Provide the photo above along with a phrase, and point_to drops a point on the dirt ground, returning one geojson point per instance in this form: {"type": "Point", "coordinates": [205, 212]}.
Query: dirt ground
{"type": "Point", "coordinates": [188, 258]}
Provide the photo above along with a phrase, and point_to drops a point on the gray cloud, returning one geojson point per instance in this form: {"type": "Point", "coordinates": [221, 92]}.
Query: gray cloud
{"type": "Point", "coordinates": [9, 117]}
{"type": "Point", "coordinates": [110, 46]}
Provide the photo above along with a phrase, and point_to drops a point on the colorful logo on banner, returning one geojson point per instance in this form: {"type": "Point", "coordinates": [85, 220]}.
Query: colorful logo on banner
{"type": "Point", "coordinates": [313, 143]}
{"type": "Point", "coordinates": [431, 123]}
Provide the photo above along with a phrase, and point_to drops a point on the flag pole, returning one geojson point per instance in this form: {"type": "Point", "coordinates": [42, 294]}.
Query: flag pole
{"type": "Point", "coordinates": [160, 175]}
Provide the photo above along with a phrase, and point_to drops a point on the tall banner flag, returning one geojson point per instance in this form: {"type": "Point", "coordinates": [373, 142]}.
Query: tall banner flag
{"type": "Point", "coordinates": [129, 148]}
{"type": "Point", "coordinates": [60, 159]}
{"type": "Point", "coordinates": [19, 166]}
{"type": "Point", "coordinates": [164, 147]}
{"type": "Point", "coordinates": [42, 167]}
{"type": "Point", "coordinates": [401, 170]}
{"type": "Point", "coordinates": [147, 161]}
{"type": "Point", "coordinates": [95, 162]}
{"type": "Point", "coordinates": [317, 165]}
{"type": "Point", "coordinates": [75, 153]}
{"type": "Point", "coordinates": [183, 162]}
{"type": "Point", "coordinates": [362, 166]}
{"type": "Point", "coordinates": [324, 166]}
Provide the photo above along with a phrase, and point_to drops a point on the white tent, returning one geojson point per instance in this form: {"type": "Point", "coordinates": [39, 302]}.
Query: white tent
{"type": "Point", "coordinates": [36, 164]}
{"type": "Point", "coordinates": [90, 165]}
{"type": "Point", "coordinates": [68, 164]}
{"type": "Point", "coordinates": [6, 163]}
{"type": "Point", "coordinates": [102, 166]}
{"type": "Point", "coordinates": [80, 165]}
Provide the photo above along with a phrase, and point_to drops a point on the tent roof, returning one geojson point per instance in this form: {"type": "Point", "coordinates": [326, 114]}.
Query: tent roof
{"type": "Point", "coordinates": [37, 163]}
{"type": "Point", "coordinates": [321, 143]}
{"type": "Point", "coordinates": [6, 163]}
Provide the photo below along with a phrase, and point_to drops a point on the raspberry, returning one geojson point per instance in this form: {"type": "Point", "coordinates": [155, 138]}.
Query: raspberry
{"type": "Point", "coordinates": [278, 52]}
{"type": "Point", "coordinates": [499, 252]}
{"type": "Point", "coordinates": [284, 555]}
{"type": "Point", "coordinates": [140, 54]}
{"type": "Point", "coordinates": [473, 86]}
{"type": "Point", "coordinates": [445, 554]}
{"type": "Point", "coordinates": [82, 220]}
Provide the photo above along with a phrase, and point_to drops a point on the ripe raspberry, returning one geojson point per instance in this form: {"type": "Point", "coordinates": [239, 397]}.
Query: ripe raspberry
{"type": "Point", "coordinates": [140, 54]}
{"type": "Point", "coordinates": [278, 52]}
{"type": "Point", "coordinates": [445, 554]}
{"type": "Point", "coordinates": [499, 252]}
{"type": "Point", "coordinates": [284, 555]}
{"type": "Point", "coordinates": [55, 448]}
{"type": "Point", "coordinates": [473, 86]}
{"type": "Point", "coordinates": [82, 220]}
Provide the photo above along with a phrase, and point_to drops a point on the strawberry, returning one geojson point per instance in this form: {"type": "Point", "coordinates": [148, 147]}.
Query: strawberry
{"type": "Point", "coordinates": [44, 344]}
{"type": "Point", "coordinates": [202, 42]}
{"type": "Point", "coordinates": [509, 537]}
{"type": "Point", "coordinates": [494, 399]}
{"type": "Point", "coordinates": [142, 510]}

----

| Activity |
Extract the lines of the preceding material that run from the line with "Query: white tent" through the line with "on the ripe", inclusive, reproducing them exactly and adding nothing.

| Written reply |
Query: white tent
{"type": "Point", "coordinates": [36, 164]}
{"type": "Point", "coordinates": [90, 165]}
{"type": "Point", "coordinates": [68, 164]}
{"type": "Point", "coordinates": [6, 163]}
{"type": "Point", "coordinates": [102, 166]}
{"type": "Point", "coordinates": [80, 165]}
Provide the photo above along with a phrase, and point_to drops a point on the tent roof, returning one geojson point per instance in this form: {"type": "Point", "coordinates": [326, 114]}.
Query: tent roof
{"type": "Point", "coordinates": [37, 163]}
{"type": "Point", "coordinates": [321, 143]}
{"type": "Point", "coordinates": [6, 163]}
Provide the photo below along with a phrase, and point_to drops a point on the raspberry, returning one geojson point per instance in this form: {"type": "Point", "coordinates": [155, 138]}.
Query: raspberry
{"type": "Point", "coordinates": [278, 52]}
{"type": "Point", "coordinates": [499, 252]}
{"type": "Point", "coordinates": [284, 555]}
{"type": "Point", "coordinates": [140, 54]}
{"type": "Point", "coordinates": [473, 86]}
{"type": "Point", "coordinates": [445, 554]}
{"type": "Point", "coordinates": [82, 220]}
Provide the photo above along with a phrase, and point_to drops a point on the ripe raspberry, returning one geojson point per instance in this form: {"type": "Point", "coordinates": [239, 397]}.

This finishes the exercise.